#### Dataset content ####
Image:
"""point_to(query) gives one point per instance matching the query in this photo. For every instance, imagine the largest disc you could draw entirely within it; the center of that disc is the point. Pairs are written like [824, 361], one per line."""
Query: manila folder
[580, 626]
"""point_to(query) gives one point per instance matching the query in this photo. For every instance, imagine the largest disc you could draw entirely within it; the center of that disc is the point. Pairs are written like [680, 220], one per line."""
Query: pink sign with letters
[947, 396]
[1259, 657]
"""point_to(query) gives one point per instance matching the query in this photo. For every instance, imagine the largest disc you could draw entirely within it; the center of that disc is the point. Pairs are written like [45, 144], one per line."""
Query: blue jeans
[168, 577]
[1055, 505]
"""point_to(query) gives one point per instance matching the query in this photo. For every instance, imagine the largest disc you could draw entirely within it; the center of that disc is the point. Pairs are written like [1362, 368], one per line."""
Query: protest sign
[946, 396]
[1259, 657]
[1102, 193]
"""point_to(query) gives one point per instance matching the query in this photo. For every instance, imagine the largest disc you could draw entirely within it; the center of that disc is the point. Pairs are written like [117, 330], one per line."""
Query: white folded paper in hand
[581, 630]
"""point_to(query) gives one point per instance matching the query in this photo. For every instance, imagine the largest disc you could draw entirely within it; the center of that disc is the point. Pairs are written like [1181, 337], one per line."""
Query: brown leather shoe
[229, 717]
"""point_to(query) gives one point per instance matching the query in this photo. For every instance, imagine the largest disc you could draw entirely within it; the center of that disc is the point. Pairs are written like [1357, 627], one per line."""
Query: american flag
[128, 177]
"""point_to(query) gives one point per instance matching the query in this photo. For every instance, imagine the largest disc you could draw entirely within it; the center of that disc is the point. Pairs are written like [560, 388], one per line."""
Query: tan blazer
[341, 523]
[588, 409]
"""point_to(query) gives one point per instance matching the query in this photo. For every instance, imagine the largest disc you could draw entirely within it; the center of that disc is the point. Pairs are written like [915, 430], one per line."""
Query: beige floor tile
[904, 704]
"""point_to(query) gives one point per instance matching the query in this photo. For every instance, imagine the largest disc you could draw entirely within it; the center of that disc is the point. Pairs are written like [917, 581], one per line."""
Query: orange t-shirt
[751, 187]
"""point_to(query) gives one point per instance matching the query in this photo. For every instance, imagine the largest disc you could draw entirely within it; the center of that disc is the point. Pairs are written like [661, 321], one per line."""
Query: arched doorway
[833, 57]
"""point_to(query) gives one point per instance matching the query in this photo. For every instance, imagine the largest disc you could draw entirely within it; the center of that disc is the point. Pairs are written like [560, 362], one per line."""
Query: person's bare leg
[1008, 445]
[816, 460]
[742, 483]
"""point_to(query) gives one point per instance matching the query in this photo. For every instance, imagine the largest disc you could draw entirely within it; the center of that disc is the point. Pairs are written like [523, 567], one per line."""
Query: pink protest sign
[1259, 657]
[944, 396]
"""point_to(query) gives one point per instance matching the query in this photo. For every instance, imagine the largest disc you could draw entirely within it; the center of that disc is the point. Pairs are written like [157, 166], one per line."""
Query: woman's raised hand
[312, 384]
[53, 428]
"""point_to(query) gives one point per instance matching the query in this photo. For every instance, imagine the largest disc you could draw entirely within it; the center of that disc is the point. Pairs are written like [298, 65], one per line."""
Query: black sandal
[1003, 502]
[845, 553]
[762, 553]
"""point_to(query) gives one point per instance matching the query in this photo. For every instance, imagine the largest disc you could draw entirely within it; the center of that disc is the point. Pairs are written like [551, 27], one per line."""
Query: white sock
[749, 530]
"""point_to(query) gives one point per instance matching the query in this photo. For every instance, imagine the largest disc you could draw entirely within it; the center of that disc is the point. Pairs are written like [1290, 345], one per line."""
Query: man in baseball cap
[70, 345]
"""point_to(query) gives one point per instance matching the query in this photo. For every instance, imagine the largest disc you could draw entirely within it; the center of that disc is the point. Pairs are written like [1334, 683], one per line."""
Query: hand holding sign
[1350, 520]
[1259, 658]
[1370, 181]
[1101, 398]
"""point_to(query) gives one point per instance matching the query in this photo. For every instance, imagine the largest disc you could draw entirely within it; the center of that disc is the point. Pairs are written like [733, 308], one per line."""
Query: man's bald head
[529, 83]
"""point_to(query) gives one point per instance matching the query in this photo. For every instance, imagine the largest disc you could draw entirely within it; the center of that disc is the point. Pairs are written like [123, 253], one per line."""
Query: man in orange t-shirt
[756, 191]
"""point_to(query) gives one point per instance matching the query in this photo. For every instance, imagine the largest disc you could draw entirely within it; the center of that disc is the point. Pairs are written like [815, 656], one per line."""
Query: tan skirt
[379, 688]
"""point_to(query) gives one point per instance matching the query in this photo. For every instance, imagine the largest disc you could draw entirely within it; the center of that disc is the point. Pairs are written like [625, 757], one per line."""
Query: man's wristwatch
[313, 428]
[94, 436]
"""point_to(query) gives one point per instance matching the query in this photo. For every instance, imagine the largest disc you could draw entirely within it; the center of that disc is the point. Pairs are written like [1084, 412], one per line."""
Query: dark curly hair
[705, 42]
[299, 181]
####
Transcribe the records above exactly as they appear.

Image:
"""point_to(query) gives one point per instance matching the query in this photo. For every instance, imagine the largest disc you could draw entirely within it; the center of that disc is the point. Pairs are written like [824, 361], one per line."""
Query: manila folder
[580, 626]
"""point_to(query) gives one point per instance matching the query in this photo. For every instance, imagine the largest disc you could draw entirely within it; the center of that disc is the point. Pairs are written like [680, 220], one per line."""
Query: pink sign with letters
[947, 396]
[1259, 657]
"""point_to(query) gives one point per instance matching the query in this photo. For every instance, imagine the largest disc you could draw entirely within it; the center of that disc is the point. Pairs are written like [45, 144], one per line."""
Query: blue jeans
[168, 577]
[1055, 505]
"""point_to(query) gives one point per instance matching the query in this photo. For every instance, imagine the largest disc you could draw entirely within it; the center of that disc is the point. Pairs are written like [1362, 368], one per line."""
Query: protest sign
[946, 396]
[1259, 657]
[1102, 193]
"""point_to(query) gives one point per instance matching the query in this photo. For every instance, imagine the largest disc you could draw entirely within it; the center of that disc is the point. Pairs are written like [117, 330], one per line."""
Query: white folded paper in hand
[581, 630]
"""point_to(query) gives one point per instance matching the query in this photo. For every instance, imagine the largest disc you could draw entirely within it; the center of that disc is the point. Pairs are written like [1181, 337], one per line."""
Query: brown leather shoe
[229, 717]
"""point_to(query) gives one point per instance matching the query in this photo. For every instance, imagine the largest disc you could draw entirely within it; the center of that disc is the point. Pairs are written like [1357, 627], one per line."""
Query: american flag
[128, 177]
"""point_to(query) gives one point per instance matching the query in this photo. For every instance, imagine the largest disc you could draw entirely within it; the center of that disc is the point. Pairs are written like [560, 388], one per line."""
Query: tan blazer
[341, 523]
[588, 409]
"""point_to(query) gives one point per instance matching the query in this photo. For every instance, imagine the largest disc you could draw entirely within it; the center of that disc is the point. Pairs are written like [915, 430], one per line."""
Query: beige floor tile
[904, 704]
"""point_to(query) gives one point per instance matching the query in this photo. For every instance, imagine the largest disc you could draw entirely within it; the center of that disc is the point. Pairs are written like [917, 581], one per line."""
Query: orange t-shirt
[751, 187]
"""point_to(query) gives one point per instance matching the query in this photo. For every instance, imagine the largest disc you could draw entirely within it; the center of that disc is the point. Pairs are written like [661, 321], one per line."""
Query: arched doorway
[833, 57]
"""point_to(query) gives one point per instance matching the query in this photo. For every instance, imagine the largest disc you could draw entirely within it; the center of that disc is the point. Pairs are written like [560, 362], one per line."""
Query: person's bare leg
[1008, 445]
[816, 460]
[742, 483]
"""point_to(query) gives one point per instance matching the query in this photo. For every instance, imagine the largest disc you could draw entirely within it; the center of that disc is the point. Pairs are written like [523, 567], one per line."""
Query: pink protest sign
[1259, 657]
[944, 396]
"""point_to(query) gives one point per instance matching the query in this photo. For every instance, imagine the largest disc you could draw entirely within it; the center of that disc is the point. Pairs are written like [157, 166], one per line."""
Query: woman's raised hand
[312, 384]
[53, 428]
"""point_to(query) gives one point per instance matching the query in this photo. For every instance, imagine the largest disc you could draw entirely within it; the center of that disc is the point. Pairs are written like [298, 65], one per line."""
Query: black sandal
[1003, 502]
[845, 553]
[762, 553]
"""point_to(query) gives one point per instance matching the query in this photo. For every instance, imagine the largest disc you could draw entirely within it; the center of that disc is the point. Pairs are written like [551, 27], one per line."""
Query: white sock
[749, 530]
"""point_to(query) gives one point per instance matching the query in this photo. For every instance, imagine the largest disc you could draw entirely within it; the center of that disc is the point. Pairs are written like [1290, 345], one per line."""
Query: man in baseball cap
[70, 345]
"""point_to(query) gives one point per instance matching the query in this photo. For every instance, imagine the largest disc you could draw entirely within it; the center of that disc is the point. Pairs are written like [1334, 683], one per line."""
Query: hand holding sign
[1350, 520]
[1259, 658]
[1370, 181]
[1101, 398]
"""point_to(query) gives one point per instance matching the query in this photo. For every instance, imagine the largest disc you could draw entirely within it; the center of that disc is the point. Pairs are written like [733, 308], one per line."""
Query: man's bald head
[529, 83]
"""point_to(query) gives one point per instance matching the query in this photo. For every instance, imagine the largest disc you could draw entirely within it; the center of that disc is the point. Pairs are written like [123, 253], one per line."""
Query: man in orange t-shirt
[756, 191]
"""point_to(query) gives one point per instance matching the query in this photo. For every instance, imagine the largest disc you could draw entirely within it; the center of that disc is the point. Pairs are written like [815, 656], one per line."""
Query: tan skirt
[379, 688]
"""point_to(query) gives one point per instance matching the query in this photo. For every instance, imagine the largest disc you could draw entirely within it; the center of that disc is the point. Pairs are written like [625, 757], one per line."""
Query: man's wristwatch
[313, 428]
[94, 436]
"""point_to(query) gives one point per instance matching the query in this photo. For every instance, imagine the largest disc you could draw entirely within it; the center of that disc is the point. Pairs are written like [1084, 412], one per line."""
Query: dark curly hair
[705, 42]
[299, 181]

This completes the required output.